Given data >>

BEGIN

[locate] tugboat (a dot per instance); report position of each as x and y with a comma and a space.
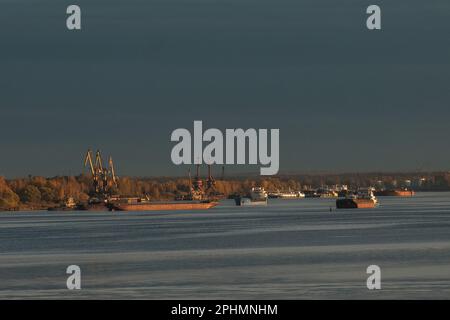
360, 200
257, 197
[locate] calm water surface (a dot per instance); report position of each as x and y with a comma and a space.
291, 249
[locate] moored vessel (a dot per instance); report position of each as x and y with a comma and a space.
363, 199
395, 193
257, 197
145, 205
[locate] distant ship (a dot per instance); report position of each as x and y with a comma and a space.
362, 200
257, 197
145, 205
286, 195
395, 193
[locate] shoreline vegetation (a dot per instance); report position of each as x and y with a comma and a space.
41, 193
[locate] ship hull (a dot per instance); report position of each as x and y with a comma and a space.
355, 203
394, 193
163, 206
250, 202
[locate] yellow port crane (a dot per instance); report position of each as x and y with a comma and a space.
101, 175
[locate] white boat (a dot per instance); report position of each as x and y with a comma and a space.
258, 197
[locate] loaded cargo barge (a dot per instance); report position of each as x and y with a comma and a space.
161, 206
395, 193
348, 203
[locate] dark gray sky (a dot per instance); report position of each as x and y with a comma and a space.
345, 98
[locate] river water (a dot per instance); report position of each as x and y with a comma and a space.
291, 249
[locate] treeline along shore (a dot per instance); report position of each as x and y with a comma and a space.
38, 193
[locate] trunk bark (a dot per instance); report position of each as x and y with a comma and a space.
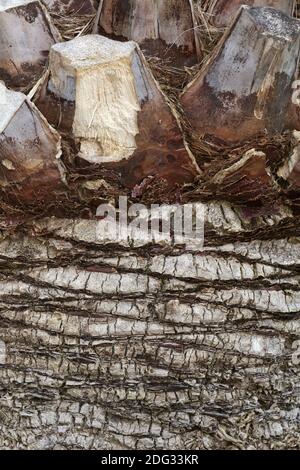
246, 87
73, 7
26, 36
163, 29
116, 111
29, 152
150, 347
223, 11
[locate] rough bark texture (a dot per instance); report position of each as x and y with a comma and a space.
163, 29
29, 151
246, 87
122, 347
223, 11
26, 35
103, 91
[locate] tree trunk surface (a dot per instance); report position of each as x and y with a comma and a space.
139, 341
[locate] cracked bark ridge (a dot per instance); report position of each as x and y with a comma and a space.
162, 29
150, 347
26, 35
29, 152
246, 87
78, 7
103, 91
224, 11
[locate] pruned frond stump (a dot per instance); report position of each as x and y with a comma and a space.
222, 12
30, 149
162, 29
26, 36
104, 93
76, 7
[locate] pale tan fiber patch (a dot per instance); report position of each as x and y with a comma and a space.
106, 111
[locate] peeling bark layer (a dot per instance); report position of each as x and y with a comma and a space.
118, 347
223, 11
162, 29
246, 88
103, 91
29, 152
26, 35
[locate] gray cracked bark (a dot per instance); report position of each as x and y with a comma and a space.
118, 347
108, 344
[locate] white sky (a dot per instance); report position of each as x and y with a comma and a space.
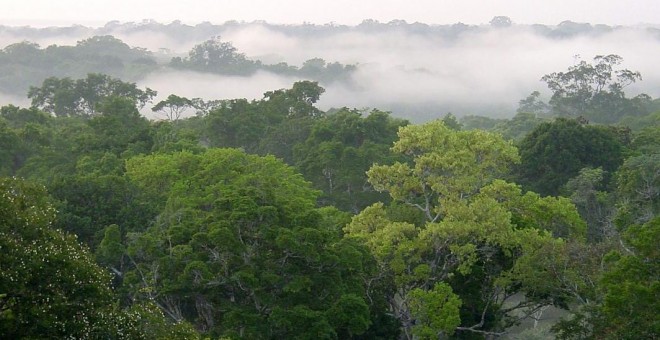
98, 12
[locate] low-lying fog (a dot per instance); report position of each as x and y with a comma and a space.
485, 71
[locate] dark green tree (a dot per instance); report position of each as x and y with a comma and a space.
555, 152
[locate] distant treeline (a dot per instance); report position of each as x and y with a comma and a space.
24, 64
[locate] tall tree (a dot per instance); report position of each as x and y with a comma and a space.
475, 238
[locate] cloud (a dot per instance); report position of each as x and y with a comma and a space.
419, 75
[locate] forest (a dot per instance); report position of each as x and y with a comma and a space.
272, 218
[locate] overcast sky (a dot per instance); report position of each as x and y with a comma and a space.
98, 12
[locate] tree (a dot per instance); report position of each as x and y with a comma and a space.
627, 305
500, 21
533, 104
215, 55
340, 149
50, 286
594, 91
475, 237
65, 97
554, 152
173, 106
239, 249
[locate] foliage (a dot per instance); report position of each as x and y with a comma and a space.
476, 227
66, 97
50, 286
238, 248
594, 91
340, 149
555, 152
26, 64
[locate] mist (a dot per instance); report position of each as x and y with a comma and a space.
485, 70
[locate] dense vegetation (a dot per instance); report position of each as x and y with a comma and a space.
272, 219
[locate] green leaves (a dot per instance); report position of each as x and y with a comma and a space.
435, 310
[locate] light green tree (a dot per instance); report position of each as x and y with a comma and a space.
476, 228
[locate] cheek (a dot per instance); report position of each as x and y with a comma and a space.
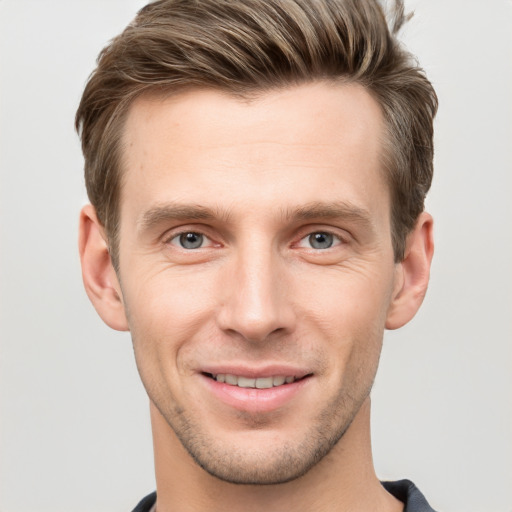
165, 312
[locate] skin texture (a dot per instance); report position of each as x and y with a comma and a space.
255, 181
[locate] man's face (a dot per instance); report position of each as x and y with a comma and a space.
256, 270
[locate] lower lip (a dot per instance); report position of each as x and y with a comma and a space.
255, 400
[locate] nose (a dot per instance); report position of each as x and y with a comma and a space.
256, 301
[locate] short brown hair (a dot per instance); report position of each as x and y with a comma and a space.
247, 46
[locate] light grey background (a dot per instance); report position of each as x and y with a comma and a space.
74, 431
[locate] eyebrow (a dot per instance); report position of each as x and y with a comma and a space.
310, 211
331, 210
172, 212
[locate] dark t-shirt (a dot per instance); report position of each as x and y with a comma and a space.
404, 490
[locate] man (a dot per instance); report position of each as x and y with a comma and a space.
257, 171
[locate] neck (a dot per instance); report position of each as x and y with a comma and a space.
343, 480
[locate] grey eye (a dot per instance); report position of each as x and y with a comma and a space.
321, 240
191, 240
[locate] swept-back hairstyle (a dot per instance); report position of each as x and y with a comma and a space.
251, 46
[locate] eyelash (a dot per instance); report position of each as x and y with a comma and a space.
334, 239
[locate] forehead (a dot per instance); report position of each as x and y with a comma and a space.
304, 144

END

What is being asked >> Everything in the entries above except the pictures should be given again exactly.

Expected answer >>
[locate] tugboat (a dot per instance); report position of each as x and y with a comma and a space.
360, 200
257, 197
[locate] calm water surface (a dot per instance); report position of each as x and y with a comma and a space.
291, 249
[locate] moored vessel (a dot per instance); report position of each as x and y with a comma and a space.
363, 199
395, 193
257, 197
145, 205
[locate] distant ship (a dot per instance); report position of each as x and y with a comma and a space.
362, 200
257, 197
145, 205
286, 195
395, 193
[locate] shoreline vegetation (a dot per instance); report position of each as x and y with a comma and a space.
41, 193
[locate] ship hull (a dot per instance); report position of each as x and y with a comma and a space.
355, 203
394, 193
163, 206
250, 202
[locate] yellow port crane (a dot per instance); report position of each as x and y with a comma and a space.
101, 175
[locate] white boat (a dot per instance); report position of each as x and y with a comma and a space.
258, 197
[locate] loaded cargo barge (a dot per instance); report position of each as x and y with a comma and a space.
161, 206
395, 193
348, 203
[locate] dark gray sky (a dot per instance); report position of each as x and y with a comma and a space.
345, 98
[locate] river water (a dot per instance); report position of each as x and y with a comma and a space.
291, 249
[locate] treeline along shore (a dot per instance); report position of each as x and y with a comma and a space.
38, 193
[locate] trunk bark (a dot per instance); report position of each as x and y with a comma and a space.
246, 87
73, 7
26, 36
163, 29
116, 111
29, 152
150, 347
223, 11
[locate] rough bark texture (a dot per instance); report position of each as x and y with a comma and a space.
163, 29
29, 151
246, 87
122, 347
223, 11
26, 35
103, 91
[locate] tree trunk surface (a dot per instance); report position of each as x and y with a comma and a space.
139, 341
[locate] cracked bark ridge (a dot per instance); report position of each as x and y with a comma and a space.
162, 29
150, 347
26, 35
29, 152
246, 87
78, 7
103, 91
224, 11
[locate] pruned frond stump (a dot per instance); report position of each as x and y with a comma and a space.
222, 12
30, 149
162, 29
26, 36
104, 93
76, 7
[locate] pale tan fiber patch (a dot per instance); report position of each as x and y with a comma and a space.
106, 111
[locate] peeling bark layer (a dot per instance); report position of each as x and y with a comma and a space.
118, 347
223, 11
162, 29
246, 88
103, 91
29, 152
26, 35
[locate] gray cracked bark (a dot per instance); report position of each as x and y with a comma and a space.
118, 347
108, 344
[locate] white sky (a dot per instance); report position of each as x and y with a comma and a space.
98, 12
[locate] low-lying fog (a dot per instance); report position of each as x and y with a comma and a space.
485, 71
[locate] dark green tree (a dot per instance); report position of each as x and y with a comma and a space.
555, 152
[locate] distant treeline (a dot per instance); report position of each as x and y with a comma and a space.
24, 64
[locate] tall tree (a dot per instance); report position of each as x and y with a comma and a space.
475, 238
[locate] cloud (a dot per instance); report position of each as x and y with a comma and a space.
419, 75
[locate] forest (a dot per instance); report position of each as x and y with a comma and a space.
272, 218
[locate] overcast sky (a dot per instance); report position of each as x and y with a comma and a space.
98, 12
[locate] tree (a dot per instance); report position of each as x and y with a comma and a space.
627, 305
500, 21
533, 104
215, 55
340, 149
50, 286
594, 91
475, 237
65, 97
554, 152
173, 106
239, 249
[locate] foliage (a dot per instance); report position of each as x and y with a comma and a space.
476, 227
66, 97
50, 286
238, 248
594, 91
340, 149
555, 152
26, 64
[locate] mist (a dot per instance); report position of each as x and y with a comma and a space.
485, 70
[locate] dense vegetation (a dot per instance); report position of each as x and y with a comma and a space.
272, 219
[locate] green leaves (a dot per instance); report position of each as x and y with a comma and a space.
435, 310
[locate] light green tree (a dot per instance); report position of each as x and y with a comma and a space.
476, 228
[locate] cheek (a dot per instance); report position of each as x and y with a comma and a space.
165, 312
[locate] skin texture (a dot per instance); report position of each as x and y with a comma and a space.
255, 181
[locate] man's face (a dot per instance); report position of each as x and y with a comma and a space.
256, 270
[locate] lower lip (a dot per instance); report position of each as x and y with a comma and a space.
255, 400
[locate] nose (a dot per instance); report position of each as x and y with a comma and a space.
256, 301
[locate] short brown hair (a dot per instance); report position of each as x and y with a comma and a space.
247, 46
[locate] light grey background (a dot per instance); report position of each as x and y with a comma and a space.
74, 431
[locate] eyebrow (a dot per instance); report position of each as x and y with a comma and a space.
310, 211
331, 210
172, 212
[locate] dark t-shirt (a dot per instance); report position of each as x and y with a comma and a space.
404, 490
[locate] man (a dot per instance); report position of each as x and y with a comma and a space.
257, 171
[locate] neck (a dot per instance); report position of each as x and y with a comma and a space.
343, 480
[locate] grey eye (a dot per instance); report position of each as x and y with a comma and a space.
321, 240
191, 240
[locate] swept-back hairstyle (a dot per instance); report position of each as x and y with a comma and a space.
251, 46
[locate] eyelash (a dot per instance); report position of each as x and y with a comma and a space.
334, 239
[locate] forehead (a dot per instance); report position of each as x and y with a comma and a space.
304, 144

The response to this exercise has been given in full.